Image annotation data:
(begin)

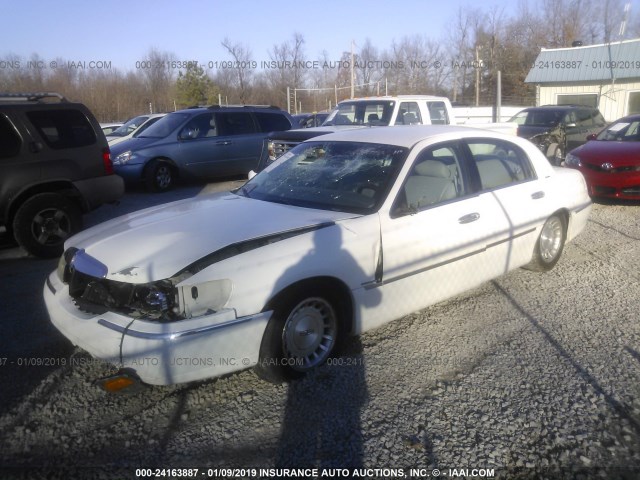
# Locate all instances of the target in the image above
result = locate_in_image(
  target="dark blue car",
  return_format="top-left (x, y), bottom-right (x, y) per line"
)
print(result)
top-left (111, 106), bottom-right (293, 191)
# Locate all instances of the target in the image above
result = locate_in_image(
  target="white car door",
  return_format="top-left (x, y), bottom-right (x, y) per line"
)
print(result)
top-left (465, 138), bottom-right (553, 273)
top-left (366, 142), bottom-right (509, 328)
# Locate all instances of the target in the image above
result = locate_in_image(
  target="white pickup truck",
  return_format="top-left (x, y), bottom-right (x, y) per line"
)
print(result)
top-left (249, 95), bottom-right (517, 177)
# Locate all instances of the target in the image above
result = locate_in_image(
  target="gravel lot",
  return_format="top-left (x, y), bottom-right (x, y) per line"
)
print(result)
top-left (0, 185), bottom-right (640, 479)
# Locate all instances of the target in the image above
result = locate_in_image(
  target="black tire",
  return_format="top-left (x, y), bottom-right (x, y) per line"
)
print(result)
top-left (144, 160), bottom-right (175, 192)
top-left (13, 193), bottom-right (82, 258)
top-left (525, 213), bottom-right (567, 272)
top-left (551, 145), bottom-right (564, 167)
top-left (255, 289), bottom-right (341, 383)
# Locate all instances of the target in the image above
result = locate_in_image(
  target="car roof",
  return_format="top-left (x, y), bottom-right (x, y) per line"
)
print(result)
top-left (308, 125), bottom-right (519, 148)
top-left (522, 105), bottom-right (596, 112)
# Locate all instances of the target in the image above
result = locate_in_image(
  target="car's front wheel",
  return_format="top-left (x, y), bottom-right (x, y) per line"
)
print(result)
top-left (526, 213), bottom-right (567, 272)
top-left (551, 145), bottom-right (564, 167)
top-left (13, 193), bottom-right (82, 258)
top-left (256, 292), bottom-right (339, 383)
top-left (144, 160), bottom-right (174, 192)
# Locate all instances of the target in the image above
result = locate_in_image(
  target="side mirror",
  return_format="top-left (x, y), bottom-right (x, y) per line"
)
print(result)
top-left (178, 128), bottom-right (197, 140)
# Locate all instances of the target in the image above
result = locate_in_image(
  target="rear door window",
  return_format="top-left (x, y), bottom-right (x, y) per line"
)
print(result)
top-left (467, 139), bottom-right (535, 190)
top-left (254, 112), bottom-right (291, 133)
top-left (0, 115), bottom-right (22, 158)
top-left (27, 109), bottom-right (96, 150)
top-left (216, 112), bottom-right (257, 135)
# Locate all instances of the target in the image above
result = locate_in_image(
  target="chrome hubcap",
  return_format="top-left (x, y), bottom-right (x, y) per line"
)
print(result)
top-left (31, 208), bottom-right (71, 245)
top-left (282, 298), bottom-right (337, 370)
top-left (540, 217), bottom-right (562, 263)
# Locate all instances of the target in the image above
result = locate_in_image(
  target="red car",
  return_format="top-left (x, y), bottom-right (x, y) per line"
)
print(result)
top-left (565, 115), bottom-right (640, 200)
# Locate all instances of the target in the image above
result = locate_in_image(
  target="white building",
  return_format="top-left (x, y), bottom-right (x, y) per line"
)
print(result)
top-left (525, 38), bottom-right (640, 121)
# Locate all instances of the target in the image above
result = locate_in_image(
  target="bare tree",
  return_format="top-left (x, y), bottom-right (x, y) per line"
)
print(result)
top-left (221, 37), bottom-right (253, 104)
top-left (141, 48), bottom-right (176, 112)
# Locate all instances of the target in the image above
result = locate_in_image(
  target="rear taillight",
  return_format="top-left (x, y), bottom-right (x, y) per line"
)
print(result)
top-left (102, 147), bottom-right (113, 175)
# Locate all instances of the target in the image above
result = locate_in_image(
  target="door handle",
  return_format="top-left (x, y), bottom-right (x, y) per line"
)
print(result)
top-left (458, 212), bottom-right (480, 224)
top-left (531, 191), bottom-right (544, 200)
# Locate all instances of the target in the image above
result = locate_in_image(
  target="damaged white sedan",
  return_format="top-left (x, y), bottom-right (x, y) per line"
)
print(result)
top-left (44, 126), bottom-right (591, 385)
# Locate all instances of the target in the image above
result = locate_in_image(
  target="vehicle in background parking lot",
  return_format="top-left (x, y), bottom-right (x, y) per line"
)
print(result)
top-left (565, 115), bottom-right (640, 200)
top-left (107, 113), bottom-right (166, 147)
top-left (44, 126), bottom-right (591, 387)
top-left (100, 123), bottom-right (122, 135)
top-left (292, 112), bottom-right (329, 128)
top-left (509, 105), bottom-right (607, 166)
top-left (0, 93), bottom-right (124, 257)
top-left (112, 105), bottom-right (293, 191)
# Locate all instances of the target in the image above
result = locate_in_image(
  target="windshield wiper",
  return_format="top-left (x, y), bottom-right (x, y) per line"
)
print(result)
top-left (233, 184), bottom-right (257, 198)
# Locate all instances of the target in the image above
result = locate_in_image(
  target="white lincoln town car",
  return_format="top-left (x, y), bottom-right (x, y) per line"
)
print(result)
top-left (44, 126), bottom-right (591, 385)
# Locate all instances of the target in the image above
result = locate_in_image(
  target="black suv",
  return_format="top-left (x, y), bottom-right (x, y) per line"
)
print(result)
top-left (0, 93), bottom-right (124, 257)
top-left (111, 105), bottom-right (293, 191)
top-left (509, 105), bottom-right (607, 165)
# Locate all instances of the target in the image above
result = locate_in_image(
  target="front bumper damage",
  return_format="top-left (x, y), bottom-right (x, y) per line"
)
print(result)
top-left (44, 272), bottom-right (272, 385)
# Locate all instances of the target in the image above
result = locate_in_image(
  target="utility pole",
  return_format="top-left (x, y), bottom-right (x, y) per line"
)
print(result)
top-left (474, 45), bottom-right (480, 107)
top-left (351, 40), bottom-right (355, 98)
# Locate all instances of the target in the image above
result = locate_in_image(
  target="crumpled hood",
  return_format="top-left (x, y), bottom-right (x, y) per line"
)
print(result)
top-left (70, 192), bottom-right (358, 283)
top-left (518, 125), bottom-right (558, 139)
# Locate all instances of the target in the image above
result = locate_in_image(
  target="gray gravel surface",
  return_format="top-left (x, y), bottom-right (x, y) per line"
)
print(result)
top-left (0, 189), bottom-right (640, 478)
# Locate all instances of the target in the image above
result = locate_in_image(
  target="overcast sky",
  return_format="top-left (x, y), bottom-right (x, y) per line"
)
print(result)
top-left (0, 0), bottom-right (528, 71)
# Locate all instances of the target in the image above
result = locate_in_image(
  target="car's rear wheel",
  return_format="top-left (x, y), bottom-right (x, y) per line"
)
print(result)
top-left (256, 292), bottom-right (339, 383)
top-left (552, 145), bottom-right (564, 167)
top-left (526, 213), bottom-right (567, 272)
top-left (13, 193), bottom-right (82, 258)
top-left (144, 160), bottom-right (175, 192)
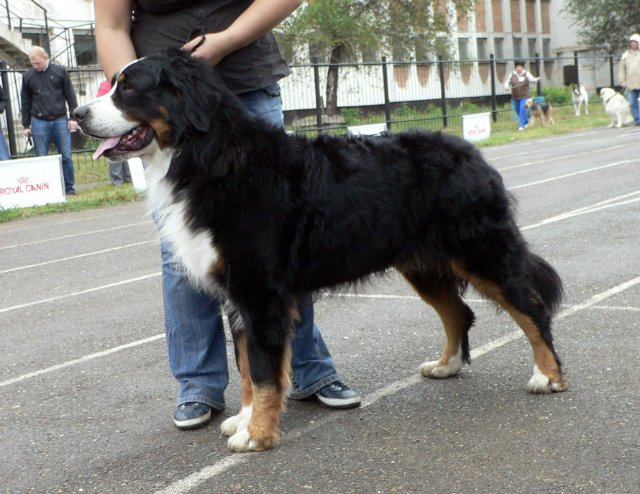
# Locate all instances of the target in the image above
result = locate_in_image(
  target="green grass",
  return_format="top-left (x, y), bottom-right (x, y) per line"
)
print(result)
top-left (0, 155), bottom-right (143, 223)
top-left (0, 99), bottom-right (610, 223)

(end)

• [Task details] Which lines in the rows above contain the string "rear"? Copy out only those lines.

• [Exercise solution]
  target="rear door window",
  target="rear taillight",
  target="car's rear wheel",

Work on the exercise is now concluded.